_Input_:
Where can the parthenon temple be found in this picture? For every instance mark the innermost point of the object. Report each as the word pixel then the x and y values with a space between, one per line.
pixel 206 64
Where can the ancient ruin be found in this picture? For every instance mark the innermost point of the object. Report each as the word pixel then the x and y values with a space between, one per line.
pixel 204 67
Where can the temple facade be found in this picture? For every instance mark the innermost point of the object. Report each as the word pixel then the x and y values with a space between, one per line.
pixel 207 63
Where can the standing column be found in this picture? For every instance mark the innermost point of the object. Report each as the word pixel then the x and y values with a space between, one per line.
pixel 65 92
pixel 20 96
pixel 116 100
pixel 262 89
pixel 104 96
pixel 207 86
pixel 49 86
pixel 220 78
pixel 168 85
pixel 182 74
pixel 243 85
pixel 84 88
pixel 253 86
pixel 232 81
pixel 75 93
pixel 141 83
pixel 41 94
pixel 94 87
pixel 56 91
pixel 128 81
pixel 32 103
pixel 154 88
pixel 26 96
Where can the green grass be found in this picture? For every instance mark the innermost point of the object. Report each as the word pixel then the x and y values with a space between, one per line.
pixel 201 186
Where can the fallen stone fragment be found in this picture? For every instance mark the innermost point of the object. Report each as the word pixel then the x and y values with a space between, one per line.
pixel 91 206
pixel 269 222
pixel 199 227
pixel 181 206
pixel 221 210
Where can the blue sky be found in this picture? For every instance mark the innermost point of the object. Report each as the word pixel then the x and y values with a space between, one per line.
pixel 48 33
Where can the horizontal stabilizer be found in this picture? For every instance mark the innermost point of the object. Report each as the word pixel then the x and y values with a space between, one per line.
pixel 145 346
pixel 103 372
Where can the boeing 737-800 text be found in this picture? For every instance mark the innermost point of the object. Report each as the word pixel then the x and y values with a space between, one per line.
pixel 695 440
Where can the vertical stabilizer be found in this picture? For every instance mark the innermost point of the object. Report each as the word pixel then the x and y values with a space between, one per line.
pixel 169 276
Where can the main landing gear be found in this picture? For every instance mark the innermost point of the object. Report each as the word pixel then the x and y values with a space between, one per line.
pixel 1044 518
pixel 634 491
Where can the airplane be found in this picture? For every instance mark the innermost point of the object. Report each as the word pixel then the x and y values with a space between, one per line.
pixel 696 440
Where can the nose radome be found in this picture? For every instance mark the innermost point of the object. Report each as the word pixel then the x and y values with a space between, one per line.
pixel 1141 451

_What is needed_: Quote all the records exactly, please, leaving none out.

_Task output_:
Where can the parthenon temple be found in this picture? For every instance mark the innermost point of the object. Report each as the word pixel then the x and y values with a space between, one per line.
pixel 206 64
Where can the ancient ruin be found in this picture? For every instance mark the innermost point of the object. Report each as the word pixel then the x and y values with a space between, one per line.
pixel 204 67
Where can the temple facade be found in this picture? For every instance mark the innermost point of the object. Report each as the word pixel then the x and y values with a space between, one per line.
pixel 207 63
Where can the standing column be found in this picture? For every instance mark the innermost point of the object. Report each as the word pixel then the x and y values with a space between, one per line.
pixel 65 92
pixel 20 96
pixel 116 100
pixel 262 89
pixel 104 96
pixel 207 86
pixel 49 86
pixel 220 78
pixel 168 85
pixel 182 74
pixel 243 85
pixel 84 88
pixel 253 86
pixel 232 81
pixel 75 93
pixel 141 83
pixel 41 94
pixel 94 87
pixel 56 91
pixel 128 81
pixel 32 103
pixel 154 88
pixel 26 96
Where can the green grass be found in this picture? For every instance mark the innermost point of the object. Report each as the word pixel then the x and y values with a space between, one per line.
pixel 201 186
Where can the fallen stone fragment be found in this picture? For every instance mark the innermost point of the object. Report each as the word pixel then the x and y values with a space between, one per line.
pixel 91 206
pixel 269 222
pixel 199 227
pixel 181 206
pixel 221 210
Where can the blue sky be found in this picture? For every instance mark the innermost point of the object. Report each as the word pixel then the x and y values with a space between, one per line.
pixel 48 33
Where can the horizontal stabilizer be found in this picture? For every instance mark the innermost point of the object. Report each as the word pixel then the x and y values with a space between, one per line.
pixel 145 346
pixel 103 372
Where can the boeing 737-800 text be found in this picture? For every instance mark the innermost point of the object. Report each as the word pixel then the x and y values with a space between, one per line.
pixel 695 440
Where can the vertical stabilizer be found in this picture? For every instance mark the innermost point of the object. Report each as the word pixel then the x and y values with a space between, one per line.
pixel 169 276
Where can the main landing gear be found in this picture? For every instance mark the innermost point of the object. Report each as the word pixel then the x and y values with a space between, one per line.
pixel 1044 518
pixel 634 491
Where can the airplane be found in this picture? For every instance mark the innermost point of the object. Report each as the word pixel then the x and y values with a space between, one per line.
pixel 696 440
Where can the nose radome be found in this picture? For every instance mark the innermost point of the object. Report each as the word pixel then the x and y values with a space between, one per line.
pixel 1141 451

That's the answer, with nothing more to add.